• [Task instructions]
Exactly and only the lines from the one containing "TARGET = wet soil" through the close of the entries below are to be set down.

• [Dataset excerpts]
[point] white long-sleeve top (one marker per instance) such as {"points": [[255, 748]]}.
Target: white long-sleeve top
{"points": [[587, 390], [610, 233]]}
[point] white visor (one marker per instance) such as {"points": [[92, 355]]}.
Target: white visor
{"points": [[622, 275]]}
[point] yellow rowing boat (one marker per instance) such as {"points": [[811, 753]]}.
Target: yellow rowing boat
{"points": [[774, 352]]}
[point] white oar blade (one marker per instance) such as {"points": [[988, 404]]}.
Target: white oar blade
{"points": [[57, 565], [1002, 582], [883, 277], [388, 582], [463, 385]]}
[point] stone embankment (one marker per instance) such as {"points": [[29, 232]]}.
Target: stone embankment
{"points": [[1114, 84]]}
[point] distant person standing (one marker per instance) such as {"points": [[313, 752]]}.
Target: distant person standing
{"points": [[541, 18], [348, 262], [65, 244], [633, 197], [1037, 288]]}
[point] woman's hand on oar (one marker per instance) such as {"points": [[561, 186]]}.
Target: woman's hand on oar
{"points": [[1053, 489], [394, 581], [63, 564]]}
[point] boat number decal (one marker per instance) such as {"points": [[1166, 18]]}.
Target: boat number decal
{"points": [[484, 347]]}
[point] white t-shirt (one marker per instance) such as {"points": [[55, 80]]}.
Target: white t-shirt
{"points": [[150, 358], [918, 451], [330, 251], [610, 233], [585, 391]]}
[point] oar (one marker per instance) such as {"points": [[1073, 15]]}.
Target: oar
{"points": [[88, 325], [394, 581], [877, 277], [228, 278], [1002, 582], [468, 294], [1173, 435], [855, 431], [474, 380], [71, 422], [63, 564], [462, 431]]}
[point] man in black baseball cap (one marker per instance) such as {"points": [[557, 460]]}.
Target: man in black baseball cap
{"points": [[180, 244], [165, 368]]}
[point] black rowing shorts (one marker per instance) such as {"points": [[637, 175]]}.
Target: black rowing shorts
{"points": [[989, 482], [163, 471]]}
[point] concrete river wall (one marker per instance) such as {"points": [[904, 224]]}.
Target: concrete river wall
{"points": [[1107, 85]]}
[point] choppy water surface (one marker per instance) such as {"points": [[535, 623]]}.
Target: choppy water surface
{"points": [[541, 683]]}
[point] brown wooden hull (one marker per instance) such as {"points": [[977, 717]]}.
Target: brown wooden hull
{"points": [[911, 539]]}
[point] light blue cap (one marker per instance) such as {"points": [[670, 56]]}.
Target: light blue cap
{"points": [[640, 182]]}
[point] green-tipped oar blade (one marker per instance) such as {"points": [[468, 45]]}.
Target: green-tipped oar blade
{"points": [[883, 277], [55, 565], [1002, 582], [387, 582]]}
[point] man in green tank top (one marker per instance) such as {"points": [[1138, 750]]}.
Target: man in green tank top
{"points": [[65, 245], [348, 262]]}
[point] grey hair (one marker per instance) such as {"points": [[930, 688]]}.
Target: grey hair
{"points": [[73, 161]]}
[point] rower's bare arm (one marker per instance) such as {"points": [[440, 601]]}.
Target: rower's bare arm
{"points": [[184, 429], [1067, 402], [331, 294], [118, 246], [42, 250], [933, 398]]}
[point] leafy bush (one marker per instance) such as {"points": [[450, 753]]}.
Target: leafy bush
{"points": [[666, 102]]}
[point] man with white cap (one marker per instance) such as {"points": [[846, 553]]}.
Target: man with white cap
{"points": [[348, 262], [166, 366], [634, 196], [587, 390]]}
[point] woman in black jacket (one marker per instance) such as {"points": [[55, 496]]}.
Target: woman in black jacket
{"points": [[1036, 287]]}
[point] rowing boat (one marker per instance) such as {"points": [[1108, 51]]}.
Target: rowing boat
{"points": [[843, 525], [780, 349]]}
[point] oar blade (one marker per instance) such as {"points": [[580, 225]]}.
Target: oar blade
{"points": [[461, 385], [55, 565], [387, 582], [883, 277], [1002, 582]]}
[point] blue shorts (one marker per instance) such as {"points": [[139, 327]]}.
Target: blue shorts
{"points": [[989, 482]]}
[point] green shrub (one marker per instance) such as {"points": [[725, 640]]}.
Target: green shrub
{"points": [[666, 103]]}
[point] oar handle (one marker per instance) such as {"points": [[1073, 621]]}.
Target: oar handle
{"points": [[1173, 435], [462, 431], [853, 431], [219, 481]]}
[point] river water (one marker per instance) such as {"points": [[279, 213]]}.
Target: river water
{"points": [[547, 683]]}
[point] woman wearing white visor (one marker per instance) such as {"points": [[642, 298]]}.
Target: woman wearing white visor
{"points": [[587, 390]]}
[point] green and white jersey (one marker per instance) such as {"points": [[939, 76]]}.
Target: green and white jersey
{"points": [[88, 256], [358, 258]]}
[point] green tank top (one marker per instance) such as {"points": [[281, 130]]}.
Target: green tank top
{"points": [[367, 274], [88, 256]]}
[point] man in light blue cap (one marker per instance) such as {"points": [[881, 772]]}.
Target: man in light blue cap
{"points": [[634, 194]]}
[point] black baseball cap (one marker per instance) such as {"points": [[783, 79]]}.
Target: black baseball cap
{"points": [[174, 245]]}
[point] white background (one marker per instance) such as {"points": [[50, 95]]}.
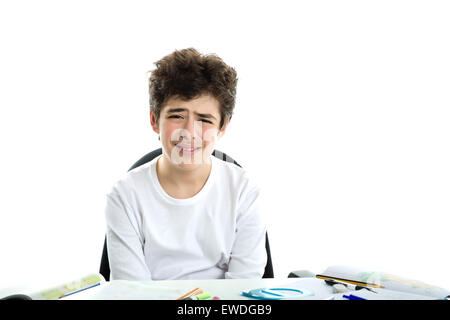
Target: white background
{"points": [[342, 117]]}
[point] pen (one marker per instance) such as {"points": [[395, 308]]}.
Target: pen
{"points": [[352, 297], [201, 296], [356, 283], [190, 293]]}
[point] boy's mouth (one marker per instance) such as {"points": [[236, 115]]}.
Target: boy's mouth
{"points": [[187, 148]]}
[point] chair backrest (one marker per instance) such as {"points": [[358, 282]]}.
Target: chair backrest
{"points": [[104, 264]]}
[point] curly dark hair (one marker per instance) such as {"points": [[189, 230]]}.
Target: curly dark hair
{"points": [[187, 74]]}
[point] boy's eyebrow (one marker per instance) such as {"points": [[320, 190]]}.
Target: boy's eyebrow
{"points": [[176, 110], [202, 115], [205, 115]]}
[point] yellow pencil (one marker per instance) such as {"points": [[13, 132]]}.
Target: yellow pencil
{"points": [[358, 283]]}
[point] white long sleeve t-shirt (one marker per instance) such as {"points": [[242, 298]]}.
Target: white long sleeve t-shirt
{"points": [[217, 233]]}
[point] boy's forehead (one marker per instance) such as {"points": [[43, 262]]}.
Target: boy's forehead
{"points": [[203, 104]]}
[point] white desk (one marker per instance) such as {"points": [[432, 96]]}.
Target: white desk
{"points": [[229, 289]]}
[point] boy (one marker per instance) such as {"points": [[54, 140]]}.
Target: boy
{"points": [[187, 214]]}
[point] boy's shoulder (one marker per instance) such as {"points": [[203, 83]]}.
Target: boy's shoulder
{"points": [[236, 176], [133, 179]]}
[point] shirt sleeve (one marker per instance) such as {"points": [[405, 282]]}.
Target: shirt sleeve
{"points": [[248, 256], [125, 244]]}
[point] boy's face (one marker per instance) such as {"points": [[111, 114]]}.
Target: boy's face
{"points": [[188, 130]]}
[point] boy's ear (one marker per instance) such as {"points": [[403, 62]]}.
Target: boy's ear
{"points": [[153, 122]]}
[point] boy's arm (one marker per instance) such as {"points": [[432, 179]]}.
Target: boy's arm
{"points": [[125, 246], [248, 255]]}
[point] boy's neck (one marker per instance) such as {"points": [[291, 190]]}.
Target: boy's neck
{"points": [[181, 183]]}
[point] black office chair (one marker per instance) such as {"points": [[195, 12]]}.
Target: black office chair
{"points": [[104, 264]]}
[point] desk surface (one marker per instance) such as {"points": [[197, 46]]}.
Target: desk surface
{"points": [[225, 289]]}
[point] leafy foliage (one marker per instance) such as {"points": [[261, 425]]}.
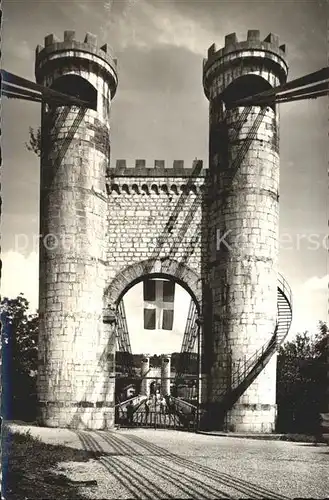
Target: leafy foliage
{"points": [[34, 143], [20, 358], [301, 382]]}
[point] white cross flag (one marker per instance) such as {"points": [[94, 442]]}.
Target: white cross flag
{"points": [[159, 298]]}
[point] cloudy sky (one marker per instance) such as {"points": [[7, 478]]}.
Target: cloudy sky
{"points": [[160, 112]]}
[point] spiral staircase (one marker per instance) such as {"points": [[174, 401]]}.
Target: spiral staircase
{"points": [[245, 375]]}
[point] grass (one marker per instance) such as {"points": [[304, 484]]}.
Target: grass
{"points": [[27, 465]]}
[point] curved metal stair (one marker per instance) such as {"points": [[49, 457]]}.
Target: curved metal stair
{"points": [[243, 378]]}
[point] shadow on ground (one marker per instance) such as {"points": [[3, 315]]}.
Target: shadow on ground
{"points": [[157, 466]]}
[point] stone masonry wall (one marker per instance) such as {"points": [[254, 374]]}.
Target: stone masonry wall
{"points": [[154, 218], [244, 217], [75, 388]]}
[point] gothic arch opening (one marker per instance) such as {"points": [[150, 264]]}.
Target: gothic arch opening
{"points": [[76, 86], [157, 354]]}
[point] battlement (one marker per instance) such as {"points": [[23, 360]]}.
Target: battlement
{"points": [[267, 55], [158, 169], [89, 48], [270, 44]]}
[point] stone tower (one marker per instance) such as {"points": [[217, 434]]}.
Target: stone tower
{"points": [[243, 224], [74, 384]]}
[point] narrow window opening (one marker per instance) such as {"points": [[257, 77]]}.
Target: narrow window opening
{"points": [[76, 86], [245, 86]]}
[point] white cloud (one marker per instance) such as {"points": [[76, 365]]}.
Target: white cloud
{"points": [[20, 275], [316, 283], [310, 305], [145, 25]]}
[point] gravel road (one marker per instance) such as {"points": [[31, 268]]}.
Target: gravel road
{"points": [[159, 464]]}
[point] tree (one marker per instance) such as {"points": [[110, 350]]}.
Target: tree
{"points": [[301, 382], [34, 143], [19, 358]]}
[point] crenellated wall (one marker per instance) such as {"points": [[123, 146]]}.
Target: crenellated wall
{"points": [[109, 226], [154, 214]]}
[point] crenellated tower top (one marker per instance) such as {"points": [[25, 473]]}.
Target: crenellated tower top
{"points": [[75, 54], [252, 56]]}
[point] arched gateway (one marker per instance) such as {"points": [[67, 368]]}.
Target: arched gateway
{"points": [[212, 230]]}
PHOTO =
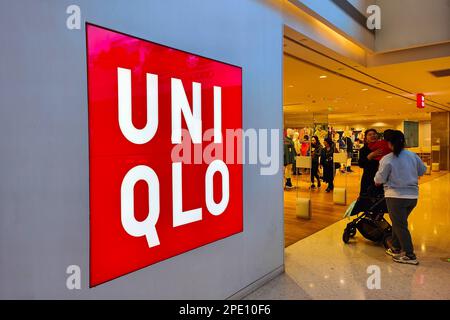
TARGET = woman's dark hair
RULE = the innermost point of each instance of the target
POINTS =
(367, 131)
(397, 139)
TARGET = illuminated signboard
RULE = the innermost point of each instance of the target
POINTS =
(148, 200)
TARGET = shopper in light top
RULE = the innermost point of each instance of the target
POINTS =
(399, 172)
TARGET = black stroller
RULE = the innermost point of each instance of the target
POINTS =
(370, 223)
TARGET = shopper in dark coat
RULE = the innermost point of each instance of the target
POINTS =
(367, 161)
(326, 160)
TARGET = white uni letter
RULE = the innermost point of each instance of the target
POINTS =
(181, 217)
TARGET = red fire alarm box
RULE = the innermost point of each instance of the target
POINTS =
(420, 99)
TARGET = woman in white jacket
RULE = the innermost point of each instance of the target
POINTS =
(399, 172)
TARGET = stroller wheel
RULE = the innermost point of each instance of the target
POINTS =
(387, 239)
(346, 236)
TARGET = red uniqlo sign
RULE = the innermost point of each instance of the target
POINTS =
(145, 204)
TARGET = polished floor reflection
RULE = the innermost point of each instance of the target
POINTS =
(323, 267)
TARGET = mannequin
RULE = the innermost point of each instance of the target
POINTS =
(289, 157)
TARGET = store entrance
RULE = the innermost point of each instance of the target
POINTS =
(326, 99)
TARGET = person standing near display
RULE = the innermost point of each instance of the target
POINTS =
(399, 172)
(368, 162)
(316, 150)
(289, 157)
(349, 146)
(326, 160)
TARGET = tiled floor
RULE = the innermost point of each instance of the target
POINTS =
(323, 267)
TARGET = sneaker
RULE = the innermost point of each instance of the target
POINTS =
(406, 259)
(393, 252)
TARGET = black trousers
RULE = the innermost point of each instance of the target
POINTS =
(399, 211)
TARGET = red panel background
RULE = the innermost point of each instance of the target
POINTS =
(113, 252)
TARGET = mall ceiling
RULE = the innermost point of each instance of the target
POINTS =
(348, 92)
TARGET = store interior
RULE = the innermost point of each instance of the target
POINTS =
(327, 96)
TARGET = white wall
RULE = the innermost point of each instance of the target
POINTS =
(44, 195)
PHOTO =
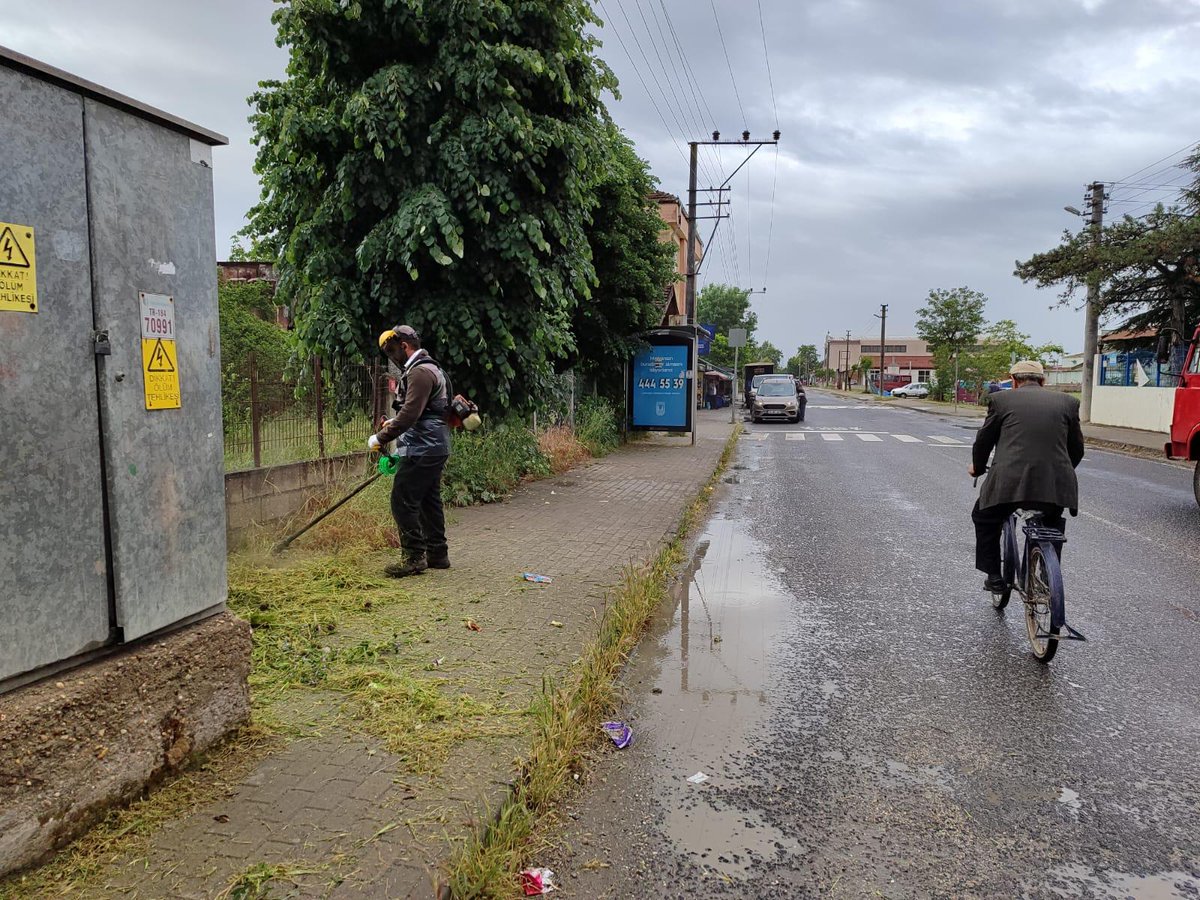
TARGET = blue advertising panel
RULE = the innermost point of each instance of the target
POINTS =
(660, 385)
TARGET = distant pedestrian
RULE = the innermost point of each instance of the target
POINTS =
(424, 447)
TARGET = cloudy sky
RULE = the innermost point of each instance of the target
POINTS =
(927, 143)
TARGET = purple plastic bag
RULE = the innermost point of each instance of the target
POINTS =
(621, 733)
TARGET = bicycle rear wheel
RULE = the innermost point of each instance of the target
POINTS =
(1007, 565)
(1043, 592)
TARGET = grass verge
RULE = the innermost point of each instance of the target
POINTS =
(565, 718)
(127, 831)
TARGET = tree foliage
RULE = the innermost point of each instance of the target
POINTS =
(1147, 268)
(952, 319)
(429, 163)
(726, 307)
(766, 352)
(1000, 346)
(805, 361)
(631, 265)
(951, 322)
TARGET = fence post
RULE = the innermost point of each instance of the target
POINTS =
(573, 401)
(318, 385)
(256, 413)
(377, 395)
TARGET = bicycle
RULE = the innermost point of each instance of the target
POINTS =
(1036, 575)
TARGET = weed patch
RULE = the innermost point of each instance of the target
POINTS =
(486, 465)
(565, 718)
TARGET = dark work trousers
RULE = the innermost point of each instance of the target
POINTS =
(417, 505)
(990, 525)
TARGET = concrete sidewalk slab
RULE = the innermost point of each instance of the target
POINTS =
(335, 814)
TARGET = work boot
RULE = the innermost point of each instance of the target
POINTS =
(413, 565)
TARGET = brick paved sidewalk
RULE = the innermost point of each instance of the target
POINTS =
(339, 814)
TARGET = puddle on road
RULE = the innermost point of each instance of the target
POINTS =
(709, 667)
(1067, 881)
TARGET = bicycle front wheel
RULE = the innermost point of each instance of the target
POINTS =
(1007, 565)
(1043, 592)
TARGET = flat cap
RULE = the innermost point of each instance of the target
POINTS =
(1027, 366)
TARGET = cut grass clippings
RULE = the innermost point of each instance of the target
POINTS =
(129, 829)
(567, 715)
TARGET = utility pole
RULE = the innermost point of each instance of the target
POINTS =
(690, 286)
(847, 359)
(693, 219)
(1092, 309)
(883, 334)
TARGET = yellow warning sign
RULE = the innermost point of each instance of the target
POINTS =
(160, 373)
(18, 269)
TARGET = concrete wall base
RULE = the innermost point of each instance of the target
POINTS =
(259, 497)
(77, 744)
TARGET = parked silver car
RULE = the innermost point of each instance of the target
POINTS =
(917, 389)
(777, 399)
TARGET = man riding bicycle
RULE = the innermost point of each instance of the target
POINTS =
(1038, 444)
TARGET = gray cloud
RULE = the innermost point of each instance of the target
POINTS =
(927, 143)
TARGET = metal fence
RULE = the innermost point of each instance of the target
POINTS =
(1134, 369)
(274, 417)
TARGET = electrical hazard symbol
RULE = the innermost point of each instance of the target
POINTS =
(160, 360)
(18, 269)
(160, 373)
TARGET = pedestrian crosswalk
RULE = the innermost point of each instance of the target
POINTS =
(835, 436)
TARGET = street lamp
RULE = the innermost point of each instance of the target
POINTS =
(1096, 198)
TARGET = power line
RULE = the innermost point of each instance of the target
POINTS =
(771, 226)
(749, 232)
(1181, 150)
(639, 73)
(766, 57)
(663, 69)
(727, 64)
(690, 75)
(671, 107)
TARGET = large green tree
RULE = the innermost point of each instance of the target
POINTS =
(805, 363)
(765, 352)
(430, 163)
(1000, 346)
(951, 322)
(631, 265)
(725, 306)
(1147, 268)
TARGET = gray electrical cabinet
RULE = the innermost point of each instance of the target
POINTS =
(112, 477)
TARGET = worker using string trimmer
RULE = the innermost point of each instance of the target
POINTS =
(421, 429)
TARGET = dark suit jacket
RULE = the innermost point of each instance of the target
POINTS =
(1038, 444)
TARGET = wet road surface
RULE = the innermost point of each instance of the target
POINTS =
(869, 726)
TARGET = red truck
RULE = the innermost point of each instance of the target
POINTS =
(1185, 442)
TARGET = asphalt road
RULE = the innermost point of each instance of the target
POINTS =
(869, 726)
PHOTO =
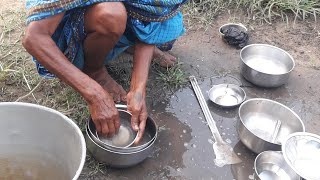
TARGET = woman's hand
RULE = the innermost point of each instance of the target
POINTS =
(136, 98)
(137, 107)
(104, 114)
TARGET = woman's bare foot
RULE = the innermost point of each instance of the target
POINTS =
(109, 84)
(164, 59)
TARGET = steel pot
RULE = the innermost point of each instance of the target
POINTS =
(265, 65)
(272, 165)
(117, 159)
(37, 142)
(264, 124)
(149, 136)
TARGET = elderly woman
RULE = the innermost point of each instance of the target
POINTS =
(74, 39)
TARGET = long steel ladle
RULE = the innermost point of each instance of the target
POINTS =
(223, 151)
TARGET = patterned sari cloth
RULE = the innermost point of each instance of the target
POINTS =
(156, 22)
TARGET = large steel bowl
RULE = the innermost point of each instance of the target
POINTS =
(264, 124)
(302, 152)
(38, 143)
(117, 159)
(272, 165)
(265, 65)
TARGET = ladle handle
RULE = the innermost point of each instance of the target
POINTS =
(276, 131)
(121, 106)
(206, 111)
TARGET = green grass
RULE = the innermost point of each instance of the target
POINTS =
(20, 81)
(269, 9)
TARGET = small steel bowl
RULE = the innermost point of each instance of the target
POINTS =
(149, 135)
(264, 124)
(235, 25)
(125, 136)
(272, 165)
(301, 150)
(265, 65)
(227, 95)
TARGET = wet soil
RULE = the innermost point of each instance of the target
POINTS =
(183, 149)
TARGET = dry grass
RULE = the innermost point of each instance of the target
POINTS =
(19, 78)
(204, 11)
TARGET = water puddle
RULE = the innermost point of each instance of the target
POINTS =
(184, 147)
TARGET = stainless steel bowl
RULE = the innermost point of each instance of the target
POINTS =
(125, 137)
(264, 124)
(227, 95)
(265, 65)
(117, 159)
(235, 25)
(272, 165)
(149, 136)
(302, 152)
(37, 142)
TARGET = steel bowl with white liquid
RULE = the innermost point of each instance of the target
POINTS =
(265, 123)
(265, 65)
(271, 165)
(39, 143)
(301, 151)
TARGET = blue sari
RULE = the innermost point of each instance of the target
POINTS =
(156, 22)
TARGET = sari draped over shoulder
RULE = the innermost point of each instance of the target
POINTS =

• [Task response]
TARGET = wet soil
RULE = the innermost point of each instance of the target
POINTS =
(183, 149)
TARGET = dry grass
RULE = the innermost point of each instance of the target
POINTS =
(19, 78)
(204, 11)
TARGET = water puddle
RULE = the innermost point of each instance of the target
POINTS =
(184, 147)
TARGET = stainless steel bowl
RULE = the innermost point of each instance of the target
POINTS =
(125, 137)
(264, 124)
(227, 95)
(265, 65)
(117, 159)
(235, 25)
(272, 165)
(149, 136)
(302, 152)
(37, 142)
TARGET = steel bowl with white liquid
RULE = the innermost point of each instance of the target
POINTS =
(265, 123)
(265, 65)
(271, 165)
(39, 143)
(301, 151)
TARGET = blue sari
RULE = the innermost point of each instance of the target
POINTS =
(156, 22)
TARGET = sari draped over shoulder
RULE = the innermost point of each instance of the target
POINTS =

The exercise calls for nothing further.